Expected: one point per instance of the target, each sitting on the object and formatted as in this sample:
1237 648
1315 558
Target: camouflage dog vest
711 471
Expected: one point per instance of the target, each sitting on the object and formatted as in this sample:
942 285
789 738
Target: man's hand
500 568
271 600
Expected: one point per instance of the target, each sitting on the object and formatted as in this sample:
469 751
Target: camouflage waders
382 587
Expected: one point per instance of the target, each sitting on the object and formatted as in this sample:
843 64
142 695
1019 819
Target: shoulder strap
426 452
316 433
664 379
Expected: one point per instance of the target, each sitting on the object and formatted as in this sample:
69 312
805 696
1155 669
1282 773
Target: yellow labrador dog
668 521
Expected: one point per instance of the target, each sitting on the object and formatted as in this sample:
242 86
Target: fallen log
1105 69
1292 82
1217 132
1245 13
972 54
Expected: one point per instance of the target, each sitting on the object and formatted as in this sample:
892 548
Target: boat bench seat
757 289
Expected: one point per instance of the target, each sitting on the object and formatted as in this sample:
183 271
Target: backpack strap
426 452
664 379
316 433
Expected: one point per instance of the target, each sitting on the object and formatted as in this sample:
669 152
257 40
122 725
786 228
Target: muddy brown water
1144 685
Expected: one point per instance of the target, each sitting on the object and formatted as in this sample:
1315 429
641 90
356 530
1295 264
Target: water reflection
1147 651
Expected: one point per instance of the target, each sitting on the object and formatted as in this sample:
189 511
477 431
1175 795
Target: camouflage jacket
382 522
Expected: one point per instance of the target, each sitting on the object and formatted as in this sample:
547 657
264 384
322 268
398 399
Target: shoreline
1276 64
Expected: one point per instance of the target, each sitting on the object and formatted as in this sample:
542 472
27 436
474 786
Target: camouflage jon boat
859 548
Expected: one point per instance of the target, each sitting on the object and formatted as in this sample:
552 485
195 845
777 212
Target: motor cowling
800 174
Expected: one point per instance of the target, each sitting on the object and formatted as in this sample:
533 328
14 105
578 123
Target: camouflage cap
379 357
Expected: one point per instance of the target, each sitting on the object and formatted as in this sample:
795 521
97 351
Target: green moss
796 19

==============================

From the records above, extract every entry verbatim.

• Correct answer
Expected: one point per instance of the target, each sitting on the object and formatted as in this sample:
1237 648
1315 558
Target: camouflage dog vest
711 471
Expected: one point per instance of the target, each sitting on the object and formatted as in this sample:
942 285
789 738
Target: man's hand
500 568
271 600
Expected: one point per instance of the target, each sitting on the object and formatted as in this sample:
469 751
Target: camouflage waders
382 587
Expected: one point per instance of the target, each sitting on the object and formatted as in this sample:
843 64
142 695
1019 819
Target: shoulder strap
426 452
316 433
664 379
Expected: one point per instance of the target, each sitting on the object and formatted as in this sample:
69 312
805 696
1155 669
1282 773
Target: yellow labrador dog
668 521
Expected: one point per instance of the target, each sitting on the object and formatted as in this sample:
242 86
Target: fallen log
1105 69
1292 82
1217 132
1245 13
972 54
Expected: one point per instance of the target, each sitting on the object and formatted as in this sample:
892 548
Target: boat bench seat
757 289
Expected: one point per instance of the target, each sitting on the object and formatted as in this sample:
183 271
Target: backpack strap
426 452
664 379
316 433
Expected: one point per instance of the target, each sitting on the object and formatted as in this sample:
669 152
257 40
122 725
786 228
Target: muddy brown water
1144 685
Expected: one point per instance of the target, each sitting on the object and formatted as in this sample:
1315 429
641 90
356 530
1295 264
Target: water reflection
1147 651
Expected: one point per instance of the target, each sitting on the object and formatted as in this sample:
189 511
477 431
1175 795
Target: camouflage jacket
382 522
Expected: one point per instance of the target, each sitting on the object and formatted as in this sample:
547 657
264 384
322 268
398 399
Target: shoreline
1276 64
Expected: one point per instance of the target, each sitting on the object and formatted as in this sample:
542 472
27 436
474 786
Target: camouflage jon boat
859 548
Expected: one point per instance of the target, each sitting on the object and formatted as in this sample:
552 485
195 845
777 212
Target: motor cowling
800 174
Expected: one point per instance of the target, each sitting on the object and formatted as in this sample:
533 328
14 105
578 123
Target: camouflage cap
379 357
Expected: one point per instance of the target, each sitting on the object and formatted as in this sample:
795 521
97 351
Target: green moss
796 19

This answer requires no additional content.